SELECTED TEXT
(begin)

He was, however, clearly
discomforted under cross-examination at times; most notably, when
the flaws in his evidence concerning
the document setting out the
manoeuvring characteristics of the vessel (Exh. A192) were exposed.
He also showed signs of holding
a cynical view of the attitude of
the port authorities, including the maritime safety inspectors. In
some respects this evident
cynicism was probably unjustified; on the
other hand, however, the failure by the port management, despite its
undertaking to
do so, to preserve the vessel tracking service
information that would have confirmed the exact movements of the
vessel in its
approach to Duncan Dock did afford a cogent basis for
this detectable attitude on the part of Captain Islam. Islam's
description
of the vessel's approach to the port and the collision
was not marked by any noticeable confabulation and was not upset in
cross-examination.
Pilot Grelecki
[35] Mr. Grelecki is
Polish by birth. He received a formal training in seamanship at an
academy in Poland, graduating with the
equivalent of a degree or a
diploma. He saw service on ships in Poland until the consequences of
his political affiliation with
the anti-government Solidarity
Movement during the 1980's led him to defect to what was then West
Germany. After a short time
in Germany, he secured a position
working with the harbour tugs at the port of Cape Town and
immigrated to South Africa.
He has worked as an
employee of the port authority at Cape Town since January 1990. He
became a tug master in Cape Town in 1995.
He obtained his first
pilot's licence for vessels with a gross tonnage of up to 10 000
tons in 1997 and started to act as a pilot
in 2000. At the time of
the incident which gave rise to the current litigation, Mr. Grelecki
was licensed to pilot vessels of
up to 30 000 tons. He had been
carrying out the duties of a pilot in the port fulltime since May
2005; and was formally appointed
as a fulltime pilot in November
2005. At the time of the trial, in May 2010, Mr. Grelecki continued
to hold the position of pilot;
and had by then obtained a licence to
pilot vessels with a gross tonnage of up to 80 000 tons.

(end)

PARTS OF THE EXERCISE
1. According to the judgment excerpt, in what year did Mr. Grelecki become a tug master in Cape Town?
2. Pick up the judgment excerpt after its last sentence and continue writing it.

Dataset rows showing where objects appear

(begin)

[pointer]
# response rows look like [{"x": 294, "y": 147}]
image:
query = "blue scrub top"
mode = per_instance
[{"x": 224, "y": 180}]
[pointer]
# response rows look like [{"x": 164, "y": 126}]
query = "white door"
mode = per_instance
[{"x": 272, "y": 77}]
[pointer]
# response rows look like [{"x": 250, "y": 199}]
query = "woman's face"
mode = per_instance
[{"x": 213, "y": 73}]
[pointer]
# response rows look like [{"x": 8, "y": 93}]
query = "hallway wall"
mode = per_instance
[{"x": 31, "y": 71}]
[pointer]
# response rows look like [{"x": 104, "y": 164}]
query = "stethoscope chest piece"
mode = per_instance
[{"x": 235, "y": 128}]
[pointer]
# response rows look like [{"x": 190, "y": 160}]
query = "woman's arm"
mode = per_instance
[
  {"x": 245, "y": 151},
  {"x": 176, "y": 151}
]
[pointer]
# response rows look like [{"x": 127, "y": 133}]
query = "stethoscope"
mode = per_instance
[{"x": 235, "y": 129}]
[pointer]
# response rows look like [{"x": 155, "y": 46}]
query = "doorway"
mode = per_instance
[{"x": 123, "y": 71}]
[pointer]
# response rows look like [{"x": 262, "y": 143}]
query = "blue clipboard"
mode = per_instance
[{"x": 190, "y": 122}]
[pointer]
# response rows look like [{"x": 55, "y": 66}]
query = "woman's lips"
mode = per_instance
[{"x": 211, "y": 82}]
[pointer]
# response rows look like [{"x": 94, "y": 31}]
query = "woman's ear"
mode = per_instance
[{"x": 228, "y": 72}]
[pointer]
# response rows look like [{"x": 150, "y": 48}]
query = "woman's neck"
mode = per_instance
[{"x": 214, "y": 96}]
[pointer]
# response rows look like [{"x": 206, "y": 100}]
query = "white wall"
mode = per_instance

(end)

RESULTS OF THE EXERCISE
1. 1995

2.
[36]
I have already indicated in broad outline earlier in this judgment
the version of events given by Pilot Grelecki and also
discussed
some of his evidence in the context of treating with that of Captain
Islam. Grelecki took no issue with the entries
in the ship's records
indicating that he had boarded the vessel at 10h54. He accepted that
he had come on board shortly before
11h00; he had no reason to note
the time precisely. Grelecki testified that the helmsman, under his
instruction, turned the ship
to starboard to enter the approach
channel at the point between buoys no. 1 and 2 and made steady
progress up the middle of the
channel at a speed of 6-7 knots. The
steady course was maintained with minor movements on the wheel. He
testified that he was
completely satisfied with the helmsman's
response to the given course instructions. He described that the
modus
operandi
was
that he would call out the course instruction and that as it was
executed the helmsman would repeat the instruction to confirm
that
he had understood it. There were no problemswith communication.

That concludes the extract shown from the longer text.